**DOCUMENT SEGMENT:**
--------------------------------

During her 1987 Who’s That Girl tour, Madonna incorporated a verse from The Four Tops’ 1965 hit, ‘I Can’t Help Myself’ into her performance of ‘Like a Virgin’ – a fitting tribute, as the introduction riffed on its bassline. But her most notorious performance by far was in 1990’s Blond Ambition Tour. ‘Like a Virgin’ was reinvented in a harem scene, with a gold-corseted Madonna masturbating on a red silk bed, flanked by two male dancers wearing cone bras. When the show came to Toronto, Madonna was threatened with arrest.

Singing 'Like a Virgin' during the Blond Ambition Tour, 1990

‘Like a Virgin’, Blond Ambition Tour, 1990

In The Girlie Show (1993), Madonna wore a tuxedo for a Cabaret-style interpretation; ten years later, she performed the song as part of an MTV Awards medley, with Britney Spears playing the bride to her groom. Their Sapphic kiss made headlines throughout the world. For her Confessions Tour in 2006, Madonna sang ‘Like a Virgin’ while riding a carousel horse. And in 2012, she performed a burlesque version of the song for her MDNA Tour.

The cultural impact of ‘Like a Virgin’ was reflected in the opening scene of Quentin Tarantino’s 1992 debut, Reservoir Dogs, in which a criminal gang argues about the song’s meaning. The irony came full circle in 2014, when ‘Like a Virgin’ was recorded by an Italian nun, Sister Cristina, with a video shot in Venice.

--------------------------------

**REQUIRED WORK:**
• 1. According to the text about 'Like a Virgin', what was Madonna riding while she sang the song on her 2006 Confessions Tour?
• 2. List every year written as a four-digit number in the text about 'Like a Virgin'.
• 3. Do these statements agree with the text about 'Like a Virgin'? Answer yes or no for each, and quote the words that decide it.
(a) Madonna was threatened with arrest when the Blond Ambition show reached Toronto.
(b) In the MTV Awards medley, Madonna played the bride.
(c) Sister Cristina's video for the song was shot in Rome.

--------------------------------

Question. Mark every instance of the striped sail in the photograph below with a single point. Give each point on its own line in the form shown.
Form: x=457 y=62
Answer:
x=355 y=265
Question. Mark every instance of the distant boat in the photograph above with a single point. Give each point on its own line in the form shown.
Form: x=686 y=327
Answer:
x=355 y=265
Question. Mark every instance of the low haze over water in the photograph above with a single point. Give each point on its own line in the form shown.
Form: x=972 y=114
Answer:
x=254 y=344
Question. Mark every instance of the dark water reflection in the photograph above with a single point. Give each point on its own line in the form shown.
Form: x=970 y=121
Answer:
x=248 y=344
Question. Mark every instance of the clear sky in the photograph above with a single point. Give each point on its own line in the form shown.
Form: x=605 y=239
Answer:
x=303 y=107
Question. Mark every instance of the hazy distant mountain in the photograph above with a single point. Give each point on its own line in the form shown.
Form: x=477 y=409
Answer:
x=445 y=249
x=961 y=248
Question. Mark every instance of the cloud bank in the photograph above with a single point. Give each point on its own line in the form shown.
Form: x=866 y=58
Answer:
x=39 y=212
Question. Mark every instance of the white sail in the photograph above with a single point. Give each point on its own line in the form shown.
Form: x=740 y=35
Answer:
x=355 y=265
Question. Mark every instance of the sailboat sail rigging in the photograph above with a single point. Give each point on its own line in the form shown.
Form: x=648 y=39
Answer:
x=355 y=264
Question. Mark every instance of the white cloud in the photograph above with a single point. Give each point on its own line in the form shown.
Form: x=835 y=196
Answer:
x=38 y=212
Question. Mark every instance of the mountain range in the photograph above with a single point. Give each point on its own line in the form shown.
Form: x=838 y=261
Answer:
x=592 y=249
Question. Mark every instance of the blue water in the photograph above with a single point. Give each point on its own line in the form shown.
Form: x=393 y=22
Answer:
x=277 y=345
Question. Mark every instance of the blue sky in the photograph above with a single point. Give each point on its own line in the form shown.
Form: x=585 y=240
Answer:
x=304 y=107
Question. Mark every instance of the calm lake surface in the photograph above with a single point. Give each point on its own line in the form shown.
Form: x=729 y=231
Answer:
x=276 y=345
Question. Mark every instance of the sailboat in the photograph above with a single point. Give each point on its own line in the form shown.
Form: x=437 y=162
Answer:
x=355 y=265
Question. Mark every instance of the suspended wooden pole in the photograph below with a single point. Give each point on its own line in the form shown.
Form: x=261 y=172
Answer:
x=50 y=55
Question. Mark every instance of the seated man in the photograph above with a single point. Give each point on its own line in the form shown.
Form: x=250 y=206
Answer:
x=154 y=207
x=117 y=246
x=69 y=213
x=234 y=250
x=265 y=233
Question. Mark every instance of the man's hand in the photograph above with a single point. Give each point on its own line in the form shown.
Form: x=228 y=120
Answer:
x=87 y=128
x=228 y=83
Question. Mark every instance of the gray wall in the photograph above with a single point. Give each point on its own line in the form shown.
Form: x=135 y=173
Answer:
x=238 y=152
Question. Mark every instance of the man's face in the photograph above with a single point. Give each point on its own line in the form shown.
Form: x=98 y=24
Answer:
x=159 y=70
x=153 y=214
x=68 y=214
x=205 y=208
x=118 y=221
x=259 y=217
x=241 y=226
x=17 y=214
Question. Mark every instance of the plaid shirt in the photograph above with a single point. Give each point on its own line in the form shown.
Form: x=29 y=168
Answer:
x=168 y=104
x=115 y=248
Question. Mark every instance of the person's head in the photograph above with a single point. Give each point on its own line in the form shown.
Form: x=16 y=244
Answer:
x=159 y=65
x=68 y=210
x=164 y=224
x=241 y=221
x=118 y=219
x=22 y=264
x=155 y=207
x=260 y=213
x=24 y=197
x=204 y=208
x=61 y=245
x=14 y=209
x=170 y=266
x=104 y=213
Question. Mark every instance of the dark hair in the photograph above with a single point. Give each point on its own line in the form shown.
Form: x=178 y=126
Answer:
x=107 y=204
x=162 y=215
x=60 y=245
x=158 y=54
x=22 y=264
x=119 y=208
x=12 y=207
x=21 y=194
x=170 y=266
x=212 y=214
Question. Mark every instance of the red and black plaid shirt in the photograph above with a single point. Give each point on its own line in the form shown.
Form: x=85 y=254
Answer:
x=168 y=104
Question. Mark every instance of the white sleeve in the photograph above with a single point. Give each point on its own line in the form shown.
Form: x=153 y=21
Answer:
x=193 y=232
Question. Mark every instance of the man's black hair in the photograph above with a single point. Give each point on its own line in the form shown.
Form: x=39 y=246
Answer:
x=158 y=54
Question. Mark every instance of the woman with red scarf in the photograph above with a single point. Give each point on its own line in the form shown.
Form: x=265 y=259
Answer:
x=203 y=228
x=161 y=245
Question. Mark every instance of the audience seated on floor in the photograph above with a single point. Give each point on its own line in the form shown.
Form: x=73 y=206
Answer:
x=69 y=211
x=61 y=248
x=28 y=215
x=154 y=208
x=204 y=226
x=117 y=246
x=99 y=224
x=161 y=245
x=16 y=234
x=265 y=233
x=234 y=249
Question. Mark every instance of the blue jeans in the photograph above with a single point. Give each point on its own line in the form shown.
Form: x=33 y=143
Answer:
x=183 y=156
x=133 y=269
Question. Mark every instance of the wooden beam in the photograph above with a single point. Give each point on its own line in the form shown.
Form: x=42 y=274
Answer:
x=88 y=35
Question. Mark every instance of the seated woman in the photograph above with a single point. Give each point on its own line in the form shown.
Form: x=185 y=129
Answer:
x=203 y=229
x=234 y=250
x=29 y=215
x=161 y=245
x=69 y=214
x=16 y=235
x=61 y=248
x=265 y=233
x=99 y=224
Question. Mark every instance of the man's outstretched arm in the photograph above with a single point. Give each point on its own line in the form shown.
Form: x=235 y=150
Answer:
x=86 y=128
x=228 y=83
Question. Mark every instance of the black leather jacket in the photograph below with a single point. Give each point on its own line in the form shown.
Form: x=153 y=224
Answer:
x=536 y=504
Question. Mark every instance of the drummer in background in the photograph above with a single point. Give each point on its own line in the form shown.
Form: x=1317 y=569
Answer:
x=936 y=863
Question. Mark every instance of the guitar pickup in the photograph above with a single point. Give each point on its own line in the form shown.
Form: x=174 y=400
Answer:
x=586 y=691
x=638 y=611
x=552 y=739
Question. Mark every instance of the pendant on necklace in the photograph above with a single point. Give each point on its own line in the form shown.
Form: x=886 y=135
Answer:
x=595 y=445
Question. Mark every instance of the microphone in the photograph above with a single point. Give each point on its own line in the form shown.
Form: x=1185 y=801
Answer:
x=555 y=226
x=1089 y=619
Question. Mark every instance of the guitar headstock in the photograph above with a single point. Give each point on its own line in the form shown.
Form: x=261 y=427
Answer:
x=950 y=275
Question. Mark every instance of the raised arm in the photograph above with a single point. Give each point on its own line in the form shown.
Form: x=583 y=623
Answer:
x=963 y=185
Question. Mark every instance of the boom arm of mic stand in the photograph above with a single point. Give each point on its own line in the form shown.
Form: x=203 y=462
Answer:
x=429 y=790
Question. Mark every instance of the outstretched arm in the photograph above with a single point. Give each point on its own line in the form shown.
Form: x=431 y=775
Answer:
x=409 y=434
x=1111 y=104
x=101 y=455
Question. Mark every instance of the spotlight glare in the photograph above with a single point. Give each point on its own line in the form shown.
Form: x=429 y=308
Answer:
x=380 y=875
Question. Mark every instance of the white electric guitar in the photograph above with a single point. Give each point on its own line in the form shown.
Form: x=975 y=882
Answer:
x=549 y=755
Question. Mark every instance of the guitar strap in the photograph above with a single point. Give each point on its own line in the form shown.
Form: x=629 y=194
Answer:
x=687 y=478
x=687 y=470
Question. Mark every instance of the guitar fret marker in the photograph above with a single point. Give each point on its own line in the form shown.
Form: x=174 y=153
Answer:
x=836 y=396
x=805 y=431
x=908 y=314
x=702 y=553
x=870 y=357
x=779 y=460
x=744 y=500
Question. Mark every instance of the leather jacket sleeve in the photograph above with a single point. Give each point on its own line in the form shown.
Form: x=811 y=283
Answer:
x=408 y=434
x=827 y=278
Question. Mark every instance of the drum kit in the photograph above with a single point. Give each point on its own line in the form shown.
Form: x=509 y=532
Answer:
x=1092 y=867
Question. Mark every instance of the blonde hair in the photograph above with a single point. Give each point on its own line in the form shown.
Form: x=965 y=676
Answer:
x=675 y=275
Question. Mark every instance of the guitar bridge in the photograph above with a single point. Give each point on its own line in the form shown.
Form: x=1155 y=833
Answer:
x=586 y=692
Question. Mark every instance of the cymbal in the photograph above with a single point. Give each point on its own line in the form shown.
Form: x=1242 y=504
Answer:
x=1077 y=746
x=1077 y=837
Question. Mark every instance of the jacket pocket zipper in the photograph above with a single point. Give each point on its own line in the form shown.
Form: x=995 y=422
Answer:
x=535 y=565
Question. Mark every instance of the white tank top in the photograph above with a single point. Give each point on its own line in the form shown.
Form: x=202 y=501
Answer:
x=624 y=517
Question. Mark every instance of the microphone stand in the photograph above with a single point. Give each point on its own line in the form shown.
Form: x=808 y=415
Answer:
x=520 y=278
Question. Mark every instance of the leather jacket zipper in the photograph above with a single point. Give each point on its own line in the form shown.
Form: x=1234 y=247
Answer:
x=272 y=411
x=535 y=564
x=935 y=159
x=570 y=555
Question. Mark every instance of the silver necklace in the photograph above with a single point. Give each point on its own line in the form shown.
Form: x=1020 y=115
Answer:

--------------------------------

**RESPONSES BY TASK:**
• 1. A carousel horse.

• 2. 1965, 1987, 1990, 1992, 1993, 2006, 2012, 2014

• 3.
(a) Yes: "When the show came to Toronto, Madonna was threatened with arrest."
(b) No: "with Britney Spears playing the bride to her groom"
(c) No: "with a video shot in Venice"